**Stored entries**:
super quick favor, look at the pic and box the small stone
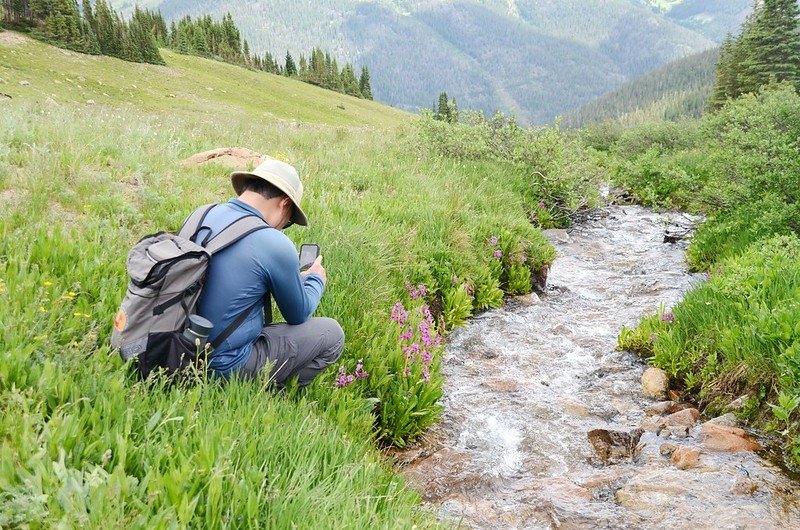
[639,416,666,433]
[19,80,30,86]
[664,408,700,427]
[706,413,739,428]
[730,476,758,496]
[641,368,669,399]
[662,425,690,439]
[588,428,644,464]
[644,400,684,416]
[86,99,95,105]
[660,442,679,456]
[167,93,176,98]
[514,293,540,306]
[668,389,684,401]
[700,423,763,453]
[671,446,700,470]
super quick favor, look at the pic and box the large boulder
[587,428,643,464]
[641,367,669,399]
[664,408,700,427]
[181,147,264,170]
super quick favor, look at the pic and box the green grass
[0,32,585,526]
[614,85,800,468]
[0,32,408,128]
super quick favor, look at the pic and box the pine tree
[285,50,297,76]
[340,63,360,96]
[359,65,373,100]
[95,0,121,56]
[242,38,250,65]
[436,92,449,121]
[742,0,800,91]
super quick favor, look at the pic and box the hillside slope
[111,0,716,123]
[0,32,408,129]
[563,48,719,127]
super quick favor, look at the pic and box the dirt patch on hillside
[181,147,264,170]
[0,32,28,46]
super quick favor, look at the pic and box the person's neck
[238,191,283,228]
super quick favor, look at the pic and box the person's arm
[263,235,325,325]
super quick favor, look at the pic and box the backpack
[111,204,269,379]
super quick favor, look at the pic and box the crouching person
[193,157,344,386]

**WORK INSTRUCTION**: The answer must be an exact copy of the lines from the one containing "super quick favor, look at the pic and box the pine" through the last line of the records, both included.

**TASK RESPONSE**:
super quick favor, look at the pic and box the pine tree
[285,50,297,76]
[340,63,360,96]
[359,65,373,100]
[95,0,121,56]
[242,38,250,65]
[436,92,449,121]
[742,0,800,91]
super quick favor, look at the pic and box the hillside slope
[111,0,716,123]
[0,32,408,129]
[563,48,719,127]
super quick favor, look at the pic and box the dirt patch on hillside
[181,147,264,170]
[0,32,28,46]
super quick favor, look at the pic and box the person's neck
[238,191,283,228]
super quick favor, look at the pic and box the person's arm
[263,235,325,325]
super quick favor, look at the pic and box the backpack
[111,204,269,379]
super quick favor, look at the pic and box the crouching person
[193,157,344,386]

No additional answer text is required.